Extract
My journaling happens at night, right before I go to bed. My morning routine includes Richard Rohr’s Meditations, some kind of spiritual reading (most days), prayer (and like you, I find it hard to maintain a lengthy practice–I keep a prayer journal which helps me on hard days,) reading whatever is the current fiction or nonfiction book, and then checking email–particularly the NYTimes headlines and opinion pieces. It’s been so hot recently that we’ve started walking before breakfast. On those days, I find it very hard to fit all the pieces in, and dip in and out during the day. I don’t get on my Instagram account until later in the day, but my feed is much more craft-focused than inspirational.
Hearing about your morning routine has filled me peace and joy. Richard Rohr’s quote puts into words how it is I am choosing to live–not even needing to know every anxiety producing detail. Thank you, Mary, for sharing your practice and calming my spirit.
That’s a lot to conquer every morning! I’d love to know how much time you devote to all of this. I always start with my gratitude journal and I write 5 things I’m grateful for from the day before, then coffee along with email and social media on my laptop.
This is beautiful, Mary! My morning quiet time for prayer and contemplation has been a part of my daily life for many years and certain times are drier and more difficult than other times. Right now things are on the dry side for me. I really like Richard Rohr’s writings and I thank you for sharing the links, they look like they might be just what I need to refresh my prayer life right now.
Isn’t it funny how quickly “life” can pull us away from what we thought was a set habit. It takes very little to do the same in my world…and when Steve was working full time from home, oh boy… that just derailed every routine! He is back at work most days, so I am focusing on getting back to my journaling/prayer time. Thank you for sharing your habit!
Coffee and some quiet journal time, and occasionally watching the sun rise. Slow steady start to the day which is good ’cause then it’s work-work which has surprisingly taken up pretty much the same amount of time as when I was going into the office.

Supplied records
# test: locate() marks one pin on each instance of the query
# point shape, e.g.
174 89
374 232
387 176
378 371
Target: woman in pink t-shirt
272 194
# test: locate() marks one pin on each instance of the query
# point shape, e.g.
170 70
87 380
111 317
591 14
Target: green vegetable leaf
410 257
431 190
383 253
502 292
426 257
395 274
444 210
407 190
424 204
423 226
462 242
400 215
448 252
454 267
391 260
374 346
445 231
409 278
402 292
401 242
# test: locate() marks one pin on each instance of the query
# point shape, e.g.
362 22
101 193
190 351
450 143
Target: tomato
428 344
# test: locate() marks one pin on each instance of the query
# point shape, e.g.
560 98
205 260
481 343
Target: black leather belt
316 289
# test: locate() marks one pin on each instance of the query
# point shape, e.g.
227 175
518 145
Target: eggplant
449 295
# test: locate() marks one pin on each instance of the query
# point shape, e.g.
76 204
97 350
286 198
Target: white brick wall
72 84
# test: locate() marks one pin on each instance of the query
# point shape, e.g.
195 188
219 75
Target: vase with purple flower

--

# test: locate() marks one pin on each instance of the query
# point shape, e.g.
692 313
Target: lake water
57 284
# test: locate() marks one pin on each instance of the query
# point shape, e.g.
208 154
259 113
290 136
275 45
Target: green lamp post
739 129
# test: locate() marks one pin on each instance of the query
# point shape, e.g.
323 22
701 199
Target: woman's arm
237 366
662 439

Work instructions
**A.** Answer these from the comments:
(i) When does the first commenter do their journaling?
(ii) How many things does the gratitude-journal commenter write down, and from when?
(iii) Who derailed every routine by working full time from home?
**B.** Swap "laptop" for "tablet" and copy out everything in the comments from "Hearing about your" down to "on my laptop.".
**C.** Say whether each statement agrees with the comments, and quote the words that decide it:
(i) The first commenter checks Instagram first thing in the morning.
(ii) One commenter says their prayer life is on the dry side right now.
(iii) The last commenter says work now takes much less time than when they went into the office.

Answer set
**A.**
(i) At night, right before going to bed.
(ii) 5 things they're grateful for, from the day before.
(iii) Steve.

**B.**
Hearing about your morning routine has filled me peace and joy. Richard Rohr’s quote puts into words how it is I am choosing to live–not even needing to know every anxiety producing detail. Thank you, Mary, for sharing your practice and calming my spirit.
That’s a lot to conquer every morning! I’d love to know how much time you devote to all of this. I always start with my gratitude journal and I write 5 things I’m grateful for from the day before, then coffee along with email and social media on my tablet.

**C.**
(i) No: "I don’t get on my Instagram account until later in the day"
(ii) Yes: "Right now things are on the dry side for me."
(iii) No: "has surprisingly taken up pretty much the same amount of time as when I was going into the office"